=== Information shown ===
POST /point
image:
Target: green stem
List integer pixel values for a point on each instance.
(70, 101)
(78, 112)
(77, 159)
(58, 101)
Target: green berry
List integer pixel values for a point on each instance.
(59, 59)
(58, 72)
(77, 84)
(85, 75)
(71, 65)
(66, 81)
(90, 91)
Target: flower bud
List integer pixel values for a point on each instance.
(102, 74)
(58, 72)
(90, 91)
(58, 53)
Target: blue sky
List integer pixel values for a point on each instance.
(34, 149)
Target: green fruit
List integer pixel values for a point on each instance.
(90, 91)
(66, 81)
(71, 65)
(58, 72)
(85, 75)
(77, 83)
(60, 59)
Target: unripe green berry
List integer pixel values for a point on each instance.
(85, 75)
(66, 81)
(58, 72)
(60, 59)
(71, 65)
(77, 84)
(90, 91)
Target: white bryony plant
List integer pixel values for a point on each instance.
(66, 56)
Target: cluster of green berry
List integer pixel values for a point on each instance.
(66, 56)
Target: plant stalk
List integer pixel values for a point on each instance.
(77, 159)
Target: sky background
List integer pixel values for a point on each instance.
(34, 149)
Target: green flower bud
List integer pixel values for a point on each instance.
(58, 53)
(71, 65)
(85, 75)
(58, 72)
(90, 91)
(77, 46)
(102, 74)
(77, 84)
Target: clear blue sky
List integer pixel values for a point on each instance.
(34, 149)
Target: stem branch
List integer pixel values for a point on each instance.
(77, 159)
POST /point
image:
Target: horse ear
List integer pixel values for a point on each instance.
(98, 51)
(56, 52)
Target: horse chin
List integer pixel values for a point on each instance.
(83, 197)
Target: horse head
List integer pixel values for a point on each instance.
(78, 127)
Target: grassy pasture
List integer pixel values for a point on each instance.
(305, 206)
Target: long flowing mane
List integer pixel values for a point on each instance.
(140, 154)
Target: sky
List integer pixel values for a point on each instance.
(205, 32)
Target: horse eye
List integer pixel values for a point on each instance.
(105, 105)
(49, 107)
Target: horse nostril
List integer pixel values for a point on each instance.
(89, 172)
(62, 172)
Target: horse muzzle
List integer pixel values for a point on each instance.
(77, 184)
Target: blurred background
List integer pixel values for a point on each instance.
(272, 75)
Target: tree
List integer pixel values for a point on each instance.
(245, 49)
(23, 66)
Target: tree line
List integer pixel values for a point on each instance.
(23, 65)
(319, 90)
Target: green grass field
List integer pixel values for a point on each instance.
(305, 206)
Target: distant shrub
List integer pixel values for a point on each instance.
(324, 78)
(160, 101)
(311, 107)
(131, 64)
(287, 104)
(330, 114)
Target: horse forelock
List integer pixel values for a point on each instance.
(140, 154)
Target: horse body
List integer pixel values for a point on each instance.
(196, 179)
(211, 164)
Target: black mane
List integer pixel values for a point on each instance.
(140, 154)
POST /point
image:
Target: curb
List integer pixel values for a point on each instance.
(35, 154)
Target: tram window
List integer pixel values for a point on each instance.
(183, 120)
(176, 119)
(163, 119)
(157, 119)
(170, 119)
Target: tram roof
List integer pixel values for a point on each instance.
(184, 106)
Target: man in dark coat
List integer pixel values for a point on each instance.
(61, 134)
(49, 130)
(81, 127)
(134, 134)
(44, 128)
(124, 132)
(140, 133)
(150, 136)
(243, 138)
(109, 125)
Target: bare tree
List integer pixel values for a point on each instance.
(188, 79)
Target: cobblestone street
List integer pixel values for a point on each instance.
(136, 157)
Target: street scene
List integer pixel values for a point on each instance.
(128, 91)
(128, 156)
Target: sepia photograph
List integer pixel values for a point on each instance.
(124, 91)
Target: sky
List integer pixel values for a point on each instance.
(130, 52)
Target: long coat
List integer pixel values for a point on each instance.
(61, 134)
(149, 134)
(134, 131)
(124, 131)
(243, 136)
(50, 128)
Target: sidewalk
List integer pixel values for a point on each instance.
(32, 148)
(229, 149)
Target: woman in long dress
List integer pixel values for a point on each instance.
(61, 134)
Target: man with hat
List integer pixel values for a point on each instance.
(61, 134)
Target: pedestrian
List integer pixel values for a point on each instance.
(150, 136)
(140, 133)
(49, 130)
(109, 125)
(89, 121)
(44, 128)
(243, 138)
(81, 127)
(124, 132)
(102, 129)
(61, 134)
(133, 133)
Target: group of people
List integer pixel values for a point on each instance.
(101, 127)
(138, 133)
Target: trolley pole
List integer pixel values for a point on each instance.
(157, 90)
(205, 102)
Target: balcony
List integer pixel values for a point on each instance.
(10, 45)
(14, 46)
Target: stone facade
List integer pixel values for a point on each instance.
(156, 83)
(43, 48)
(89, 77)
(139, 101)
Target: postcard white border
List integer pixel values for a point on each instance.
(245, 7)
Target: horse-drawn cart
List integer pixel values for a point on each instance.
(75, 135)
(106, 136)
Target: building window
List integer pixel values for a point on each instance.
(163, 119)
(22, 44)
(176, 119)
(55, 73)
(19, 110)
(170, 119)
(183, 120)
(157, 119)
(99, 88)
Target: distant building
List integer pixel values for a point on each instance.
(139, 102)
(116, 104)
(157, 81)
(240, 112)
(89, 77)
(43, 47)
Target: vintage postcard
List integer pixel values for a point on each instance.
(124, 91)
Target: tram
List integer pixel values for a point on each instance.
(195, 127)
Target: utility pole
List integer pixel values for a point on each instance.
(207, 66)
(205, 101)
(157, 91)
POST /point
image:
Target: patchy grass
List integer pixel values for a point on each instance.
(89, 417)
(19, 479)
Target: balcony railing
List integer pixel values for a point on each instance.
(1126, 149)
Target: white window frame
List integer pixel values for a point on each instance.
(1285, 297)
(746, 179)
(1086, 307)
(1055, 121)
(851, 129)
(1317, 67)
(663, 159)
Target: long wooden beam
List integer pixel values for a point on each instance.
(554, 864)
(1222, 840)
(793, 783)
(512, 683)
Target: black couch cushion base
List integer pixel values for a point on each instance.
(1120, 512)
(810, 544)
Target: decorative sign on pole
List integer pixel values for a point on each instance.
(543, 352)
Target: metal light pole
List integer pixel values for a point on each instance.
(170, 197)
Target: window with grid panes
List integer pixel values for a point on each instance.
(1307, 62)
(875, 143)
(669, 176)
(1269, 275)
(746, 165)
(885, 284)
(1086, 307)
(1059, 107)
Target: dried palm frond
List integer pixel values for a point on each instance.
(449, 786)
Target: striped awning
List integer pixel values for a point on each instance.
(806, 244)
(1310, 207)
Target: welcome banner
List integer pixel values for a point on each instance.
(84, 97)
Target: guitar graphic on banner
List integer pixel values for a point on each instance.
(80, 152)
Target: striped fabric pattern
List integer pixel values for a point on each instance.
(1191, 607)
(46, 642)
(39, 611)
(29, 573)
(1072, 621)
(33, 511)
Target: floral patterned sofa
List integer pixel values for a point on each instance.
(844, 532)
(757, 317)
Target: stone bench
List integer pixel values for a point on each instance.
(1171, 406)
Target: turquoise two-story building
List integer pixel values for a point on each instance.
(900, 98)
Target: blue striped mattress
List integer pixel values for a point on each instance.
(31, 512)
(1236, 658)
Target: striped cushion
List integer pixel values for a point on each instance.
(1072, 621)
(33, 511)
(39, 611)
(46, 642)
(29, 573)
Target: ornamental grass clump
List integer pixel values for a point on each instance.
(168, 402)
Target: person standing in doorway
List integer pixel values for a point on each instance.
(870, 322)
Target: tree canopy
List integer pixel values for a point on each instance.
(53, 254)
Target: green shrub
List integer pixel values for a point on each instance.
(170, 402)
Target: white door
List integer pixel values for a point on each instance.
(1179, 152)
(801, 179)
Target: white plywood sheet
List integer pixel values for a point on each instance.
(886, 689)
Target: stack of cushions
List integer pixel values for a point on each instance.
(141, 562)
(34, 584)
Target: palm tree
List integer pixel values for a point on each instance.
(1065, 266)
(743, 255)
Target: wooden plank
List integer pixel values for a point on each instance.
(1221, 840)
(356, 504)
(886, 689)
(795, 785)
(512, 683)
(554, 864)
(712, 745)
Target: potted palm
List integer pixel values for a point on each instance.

=== What to produce ===
Transcribe exactly, and only, the lines from the opening line of the records through the line containing "Target: unripe green berry".

=== Task response ===
POST /point
image:
Target: green stem
List integer pixel values for a point on each instance.
(70, 101)
(78, 112)
(77, 159)
(58, 101)
Target: green berry
List integer pixel values for a point on each instance.
(59, 59)
(58, 72)
(77, 84)
(85, 75)
(71, 65)
(66, 81)
(90, 91)
Target: flower bud
List integer pixel values for a point on each instance.
(102, 74)
(58, 72)
(90, 91)
(58, 53)
Target: blue sky
List integer pixel values for a point on each instance.
(34, 149)
Target: green fruit
List integer pixel values for a point on each instance.
(90, 91)
(66, 81)
(71, 65)
(58, 72)
(85, 75)
(77, 83)
(60, 59)
Target: unripe green berry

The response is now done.